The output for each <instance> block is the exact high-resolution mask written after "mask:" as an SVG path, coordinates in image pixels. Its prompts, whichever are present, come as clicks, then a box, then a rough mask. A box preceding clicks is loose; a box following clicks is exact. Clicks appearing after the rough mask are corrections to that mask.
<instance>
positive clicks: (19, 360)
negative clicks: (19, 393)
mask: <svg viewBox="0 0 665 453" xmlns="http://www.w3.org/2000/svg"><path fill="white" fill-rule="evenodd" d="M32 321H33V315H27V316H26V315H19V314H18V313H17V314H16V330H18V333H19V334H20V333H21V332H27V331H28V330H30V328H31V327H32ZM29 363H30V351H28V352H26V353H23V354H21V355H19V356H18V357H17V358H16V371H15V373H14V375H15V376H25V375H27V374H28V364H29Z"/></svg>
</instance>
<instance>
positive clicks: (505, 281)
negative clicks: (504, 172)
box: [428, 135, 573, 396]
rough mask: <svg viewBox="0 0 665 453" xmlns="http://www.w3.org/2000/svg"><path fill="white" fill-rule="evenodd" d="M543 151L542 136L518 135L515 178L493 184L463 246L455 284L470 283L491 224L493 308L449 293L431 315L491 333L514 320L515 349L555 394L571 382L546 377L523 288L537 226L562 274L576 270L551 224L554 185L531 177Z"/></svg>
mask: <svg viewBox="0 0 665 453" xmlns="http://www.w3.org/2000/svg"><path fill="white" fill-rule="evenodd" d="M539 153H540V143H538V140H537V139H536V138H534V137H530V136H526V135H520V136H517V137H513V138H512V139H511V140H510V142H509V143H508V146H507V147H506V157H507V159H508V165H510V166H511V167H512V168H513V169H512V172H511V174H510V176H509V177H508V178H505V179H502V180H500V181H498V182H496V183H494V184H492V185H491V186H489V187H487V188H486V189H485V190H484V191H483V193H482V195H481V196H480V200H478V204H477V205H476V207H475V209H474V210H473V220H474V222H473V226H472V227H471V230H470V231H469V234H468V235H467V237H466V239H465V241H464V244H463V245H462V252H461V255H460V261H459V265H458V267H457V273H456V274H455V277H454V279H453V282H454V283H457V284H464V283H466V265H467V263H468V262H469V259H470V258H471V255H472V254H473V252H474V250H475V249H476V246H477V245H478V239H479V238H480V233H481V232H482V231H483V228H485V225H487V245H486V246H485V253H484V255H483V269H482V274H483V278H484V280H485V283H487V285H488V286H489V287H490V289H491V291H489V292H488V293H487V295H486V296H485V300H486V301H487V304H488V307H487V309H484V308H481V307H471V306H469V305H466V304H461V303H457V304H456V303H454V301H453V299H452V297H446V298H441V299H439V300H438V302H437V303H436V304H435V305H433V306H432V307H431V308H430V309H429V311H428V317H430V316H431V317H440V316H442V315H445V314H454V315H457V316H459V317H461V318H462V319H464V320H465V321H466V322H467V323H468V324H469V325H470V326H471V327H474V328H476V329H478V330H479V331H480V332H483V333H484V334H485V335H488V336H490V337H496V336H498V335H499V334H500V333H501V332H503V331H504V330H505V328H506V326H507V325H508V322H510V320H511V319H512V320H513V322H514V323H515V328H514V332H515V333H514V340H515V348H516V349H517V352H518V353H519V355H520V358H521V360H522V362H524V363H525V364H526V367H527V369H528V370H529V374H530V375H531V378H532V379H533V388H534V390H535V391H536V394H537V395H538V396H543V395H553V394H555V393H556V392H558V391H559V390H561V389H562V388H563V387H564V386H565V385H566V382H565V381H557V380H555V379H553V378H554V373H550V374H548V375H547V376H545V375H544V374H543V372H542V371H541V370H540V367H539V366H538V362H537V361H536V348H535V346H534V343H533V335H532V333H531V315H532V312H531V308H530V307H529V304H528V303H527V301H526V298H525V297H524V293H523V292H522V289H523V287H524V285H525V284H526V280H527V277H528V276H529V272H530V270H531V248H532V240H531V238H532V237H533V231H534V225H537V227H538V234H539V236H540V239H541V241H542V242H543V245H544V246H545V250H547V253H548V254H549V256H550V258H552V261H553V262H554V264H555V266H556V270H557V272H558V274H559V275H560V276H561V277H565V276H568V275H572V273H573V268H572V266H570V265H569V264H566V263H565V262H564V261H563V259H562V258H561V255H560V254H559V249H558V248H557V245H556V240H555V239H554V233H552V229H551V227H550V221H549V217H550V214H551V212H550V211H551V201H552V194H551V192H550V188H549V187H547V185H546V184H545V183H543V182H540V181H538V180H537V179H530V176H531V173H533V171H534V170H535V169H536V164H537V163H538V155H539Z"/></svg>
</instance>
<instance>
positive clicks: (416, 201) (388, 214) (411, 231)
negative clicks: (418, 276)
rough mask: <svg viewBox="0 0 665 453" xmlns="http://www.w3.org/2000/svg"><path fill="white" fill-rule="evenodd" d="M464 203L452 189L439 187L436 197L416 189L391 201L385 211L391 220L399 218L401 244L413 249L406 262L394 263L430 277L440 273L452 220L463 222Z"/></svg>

[WORK TO BE COMPLETED] Write out all of the records above exactly as they appear.

[ANSWER BOX]
The output for each <instance> block is the exact high-resolution mask written after "mask:" as an SVG path, coordinates in image pixels. Its prompts, whichever are present, come as clicks, then a box, then a rough mask. A box preceding clicks is loose; a box following clicks is exact. Clicks appearing after the rough mask are corrections to that mask.
<instance>
positive clicks: (19, 360)
negative clicks: (19, 393)
mask: <svg viewBox="0 0 665 453" xmlns="http://www.w3.org/2000/svg"><path fill="white" fill-rule="evenodd" d="M32 321H33V315H27V316H26V315H19V314H18V313H17V314H16V330H18V333H19V334H20V333H21V332H27V331H28V330H30V328H31V327H32ZM29 363H30V351H28V352H26V353H23V354H21V355H19V356H18V357H17V358H16V371H15V373H14V375H15V376H25V375H27V374H28V364H29Z"/></svg>
</instance>
<instance>
positive clicks: (505, 281)
negative clicks: (504, 172)
box: [428, 135, 573, 396]
rough mask: <svg viewBox="0 0 665 453" xmlns="http://www.w3.org/2000/svg"><path fill="white" fill-rule="evenodd" d="M543 151L542 136L518 135L515 178L493 184L463 246L455 284L470 283L491 224L493 308L449 293L431 315L491 333L514 320L515 349L555 394L571 382L546 377L523 288L537 226L562 274L576 270L551 224L554 185L531 177Z"/></svg>
mask: <svg viewBox="0 0 665 453" xmlns="http://www.w3.org/2000/svg"><path fill="white" fill-rule="evenodd" d="M539 153H540V143H538V140H537V139H536V138H534V137H530V136H526V135H520V136H517V137H513V138H512V139H511V140H510V142H509V143H508V146H507V147H506V157H507V159H508V165H510V166H511V167H512V168H513V169H512V172H511V174H510V176H509V177H508V178H505V179H502V180H500V181H498V182H496V183H494V184H492V185H491V186H489V187H487V188H486V189H485V190H484V191H483V193H482V195H481V196H480V200H478V204H477V205H476V207H475V209H474V210H473V220H474V222H473V226H472V227H471V230H470V231H469V234H468V235H467V237H466V239H465V241H464V244H463V245H462V252H461V255H460V261H459V265H458V267H457V273H456V274H455V277H454V279H453V282H454V283H457V284H464V283H466V265H467V263H468V262H469V259H470V258H471V255H472V254H473V252H474V250H475V249H476V246H477V245H478V239H479V238H480V233H481V232H482V231H483V228H485V225H487V245H486V246H485V253H484V255H483V269H482V274H483V278H484V280H485V283H487V285H488V286H489V287H490V289H491V291H489V292H488V293H487V295H486V296H485V300H486V301H487V304H488V307H487V309H484V308H481V307H471V306H469V305H466V304H461V303H457V304H456V303H454V301H453V299H452V297H446V298H441V299H439V300H438V302H437V303H436V304H435V305H433V306H432V307H431V308H430V309H429V311H428V317H430V316H431V317H440V316H442V315H445V314H454V315H457V316H459V317H461V318H462V319H464V320H465V321H466V322H467V323H468V324H469V325H470V326H471V327H474V328H476V329H478V330H479V331H480V332H483V333H484V334H485V335H488V336H490V337H496V336H498V335H499V334H500V333H501V332H503V331H504V330H505V328H506V326H507V325H508V322H510V320H511V319H512V320H513V322H514V323H515V328H514V332H515V333H514V340H515V348H516V349H517V352H518V353H519V355H520V358H521V360H522V362H524V363H525V364H526V367H527V369H528V370H529V374H530V375H531V378H532V379H533V388H534V390H535V391H536V394H537V395H538V396H543V395H553V394H555V393H556V392H558V391H559V390H561V389H562V388H563V387H564V386H565V385H566V382H565V381H557V380H555V379H553V378H554V373H550V374H548V375H547V376H545V375H544V374H543V372H542V371H541V370H540V367H539V366H538V362H537V361H536V348H535V346H534V343H533V335H532V333H531V315H532V312H531V308H530V307H529V304H528V303H527V301H526V298H525V297H524V293H523V292H522V289H523V287H524V285H525V284H526V280H527V277H528V276H529V272H530V270H531V248H532V240H531V238H532V237H533V231H534V225H537V227H538V234H539V236H540V239H541V241H542V242H543V245H544V246H545V250H547V253H548V254H549V256H550V258H552V261H553V262H554V264H555V266H556V270H557V272H558V274H559V275H560V276H561V277H565V276H568V275H572V273H573V268H572V266H570V265H569V264H566V263H565V262H564V261H563V259H562V258H561V255H560V254H559V249H558V248H557V245H556V240H555V239H554V233H552V229H551V227H550V221H549V217H550V214H551V212H550V211H551V201H552V194H551V192H550V188H549V187H547V185H546V184H545V183H543V182H540V181H538V180H537V179H530V176H531V173H533V171H534V170H535V169H536V164H537V163H538V155H539Z"/></svg>
</instance>
<instance>
positive clicks: (416, 201) (388, 214) (411, 231)
negative clicks: (418, 276)
rough mask: <svg viewBox="0 0 665 453" xmlns="http://www.w3.org/2000/svg"><path fill="white" fill-rule="evenodd" d="M464 203L452 189L439 187L436 197L416 189L391 201L385 211L391 220L399 218L401 244L413 249L406 262L394 263L430 277L440 273L452 220L463 222Z"/></svg>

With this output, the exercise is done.